First in Taiwan and then in China, Apple worked with partners, such as the future electronics-manufacturing giant Foxconn, that could turn “fields into factories” within months. Taiwanese and Chinese firms offered Apple whatever it wanted, even working at cost. As Terry Gou, the swashbuckling CEO of Foxconn, had demonstrated, “the value of working with Apple was the learning.”

Apple wasn’t merely outsourcing the manufacturing of its devices; the relationships were complex and ongoing. The company sent fleets of engineers, designers, managers and other staffers who “co-invented” new production processes alongside their Chinese counterparts. Apple created 5 million jobs in China, according to Cook. The air travel was so heavy that Apple persuaded United to establish new direct flights from San Francisco International Airport to booming Chinese industrial hubs. By the start of the pandemic, McGee reports, Apple was buying 50 business-class seats every day on flights from San Francisco to Shanghai.

**DIRECTIONS:** Continue the account of Apple's manufacturing partnerships in China, starting right after its last sentence.

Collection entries
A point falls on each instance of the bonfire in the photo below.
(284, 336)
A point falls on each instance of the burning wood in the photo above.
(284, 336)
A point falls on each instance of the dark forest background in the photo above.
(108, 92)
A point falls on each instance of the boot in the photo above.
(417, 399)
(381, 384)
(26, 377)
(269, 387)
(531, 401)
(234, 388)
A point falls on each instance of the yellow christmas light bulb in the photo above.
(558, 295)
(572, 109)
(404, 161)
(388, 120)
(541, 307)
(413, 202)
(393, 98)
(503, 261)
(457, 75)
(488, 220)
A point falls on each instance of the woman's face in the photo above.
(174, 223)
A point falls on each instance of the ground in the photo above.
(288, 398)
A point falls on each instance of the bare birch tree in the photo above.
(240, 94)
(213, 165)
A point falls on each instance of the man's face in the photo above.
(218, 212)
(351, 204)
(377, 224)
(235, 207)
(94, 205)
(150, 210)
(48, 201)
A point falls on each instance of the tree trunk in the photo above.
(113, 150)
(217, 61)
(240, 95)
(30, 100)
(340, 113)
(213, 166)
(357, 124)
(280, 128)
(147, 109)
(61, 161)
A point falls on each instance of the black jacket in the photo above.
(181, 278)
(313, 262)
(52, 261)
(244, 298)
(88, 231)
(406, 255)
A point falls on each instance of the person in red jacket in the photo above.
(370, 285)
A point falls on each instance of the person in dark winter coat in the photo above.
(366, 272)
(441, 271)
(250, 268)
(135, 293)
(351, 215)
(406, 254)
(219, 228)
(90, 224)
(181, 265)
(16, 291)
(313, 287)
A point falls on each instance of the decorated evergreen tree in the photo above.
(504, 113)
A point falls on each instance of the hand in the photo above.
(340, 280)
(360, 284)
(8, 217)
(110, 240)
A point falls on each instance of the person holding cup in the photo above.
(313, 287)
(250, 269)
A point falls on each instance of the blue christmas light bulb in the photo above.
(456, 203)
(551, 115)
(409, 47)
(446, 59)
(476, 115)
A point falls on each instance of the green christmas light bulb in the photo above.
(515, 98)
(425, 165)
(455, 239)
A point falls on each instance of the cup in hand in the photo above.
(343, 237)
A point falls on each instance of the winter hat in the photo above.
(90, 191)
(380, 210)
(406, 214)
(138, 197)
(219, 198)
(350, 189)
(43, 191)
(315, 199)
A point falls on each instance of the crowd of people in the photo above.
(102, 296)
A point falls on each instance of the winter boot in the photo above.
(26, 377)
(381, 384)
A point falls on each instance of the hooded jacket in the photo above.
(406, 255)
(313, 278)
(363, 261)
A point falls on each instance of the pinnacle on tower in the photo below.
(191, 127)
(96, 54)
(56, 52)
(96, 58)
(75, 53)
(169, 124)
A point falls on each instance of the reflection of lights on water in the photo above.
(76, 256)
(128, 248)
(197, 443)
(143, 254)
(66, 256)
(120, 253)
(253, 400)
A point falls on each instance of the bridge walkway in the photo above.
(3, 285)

**ANSWER AREA:**
“Apple in China” is an occasionally dry industrial and corporate history, but it is also an insightful account of how a powerful company might be “captured” by the lucrative temptations of the ultimate labor and consumer market. Some of the book’s best sections chronicle the tangled relationships of Chinese entrepreneurs — from gray-market iPhone resellers to founders of large manufacturing concerns — with a giant American company that was content to follow the political winds, wherever they might blow.

After investigations revealed widespread labor abuses at Foxconn facilities and other parts of Apple’s supplier network, Apple responded with some genuine reforms. But the company also sidelined its principal executive devoted to improving its labor practices. At the same time, the ascent of President Xi Jinping, China’s strongest leader in generations, precipitated a nationwide crackdown on labor activism. As one critic tells McGee, Apple experienced little cost to working in a “totalitarian” environment.

Under the famously assiduous Cook, Apple may have mastered its supply chain and production processes, but it also developed its hand at politicking, with Cook making regular visits to Chinese leaders. The company also made concessions, such as removing VPN apps from its App Store and storing customer data within China. McGee quotes Cook as saying that there’s value in showing up, in engaging in these markets. But critics say he’s being used by China, while Apple is protected from Xi’s consolidation of power, which has seen some Chinese tech moguls imprisoned or otherwise brought to heel.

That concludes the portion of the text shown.